→ **TASK INSTRUCTIONS**
Please change "place a marker" to "put a dot" throughout the material below, leaving everything else the same.

→ **DATA ROWS**
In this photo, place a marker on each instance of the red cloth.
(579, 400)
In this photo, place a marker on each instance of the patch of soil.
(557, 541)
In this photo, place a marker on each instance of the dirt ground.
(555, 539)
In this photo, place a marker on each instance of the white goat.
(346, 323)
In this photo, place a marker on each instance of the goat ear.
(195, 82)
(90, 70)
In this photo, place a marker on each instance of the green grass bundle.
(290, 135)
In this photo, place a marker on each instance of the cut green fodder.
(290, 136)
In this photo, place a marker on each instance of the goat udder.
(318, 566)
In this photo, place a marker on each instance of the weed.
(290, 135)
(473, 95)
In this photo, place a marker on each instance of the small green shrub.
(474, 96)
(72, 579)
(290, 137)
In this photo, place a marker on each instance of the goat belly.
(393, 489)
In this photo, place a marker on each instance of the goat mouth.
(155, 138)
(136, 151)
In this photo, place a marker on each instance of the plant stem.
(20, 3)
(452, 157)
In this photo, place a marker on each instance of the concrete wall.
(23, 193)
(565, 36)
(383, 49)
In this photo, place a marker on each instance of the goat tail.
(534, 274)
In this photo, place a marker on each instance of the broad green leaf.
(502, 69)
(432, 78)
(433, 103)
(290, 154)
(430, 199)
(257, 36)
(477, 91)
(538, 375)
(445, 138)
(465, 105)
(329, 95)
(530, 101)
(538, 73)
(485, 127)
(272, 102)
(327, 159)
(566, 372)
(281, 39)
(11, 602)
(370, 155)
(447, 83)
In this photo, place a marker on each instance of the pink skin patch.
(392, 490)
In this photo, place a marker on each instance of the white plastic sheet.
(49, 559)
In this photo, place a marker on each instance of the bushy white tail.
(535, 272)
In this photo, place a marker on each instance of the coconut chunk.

→ **RESPONSE FOR THIS EXERCISE**
In this photo, put a dot on each instance of the red cloth.
(579, 400)
In this photo, put a dot on each instance of the patch of soil.
(557, 541)
In this photo, put a dot on each instance of the dirt ground.
(555, 539)
In this photo, put a dot on each instance of the white goat.
(346, 323)
In this photo, put a dot on each instance of the goat ear.
(195, 82)
(90, 70)
In this photo, put a dot on each instance of the green grass bundle.
(290, 135)
In this photo, put a dot on each instance of the cut green fodder.
(290, 136)
In this photo, put a dot on each instance of the goat udder.
(318, 566)
In this photo, put a dot on each instance of the weed.
(290, 135)
(473, 95)
In this photo, put a dot on each instance of the small green shrub.
(474, 96)
(72, 579)
(290, 137)
In this photo, put a dot on each instance of the goat belly.
(393, 489)
In this photo, put a dot on each instance of the goat mouth.
(155, 138)
(136, 151)
In this photo, put a dot on each instance of the plant stem.
(20, 3)
(452, 157)
In this photo, put a dot on each instance of the concrete wall.
(23, 193)
(565, 36)
(383, 49)
In this photo, put a dot on each instance of the goat tail.
(534, 274)
In this photo, put a dot on each instance of the broad green leaf.
(502, 69)
(432, 78)
(433, 103)
(290, 154)
(430, 199)
(257, 36)
(477, 91)
(538, 375)
(445, 138)
(465, 105)
(329, 95)
(530, 101)
(538, 73)
(485, 127)
(272, 102)
(327, 159)
(566, 372)
(281, 39)
(11, 602)
(370, 155)
(447, 83)
In this photo, put a dot on each instance of the pink skin patch.
(392, 490)
In this photo, put a dot on each instance of the white plastic sheet.
(49, 559)
In this photo, put a dot on each instance of the bushy white tail.
(535, 272)
In this photo, put a dot on each instance of the coconut chunk.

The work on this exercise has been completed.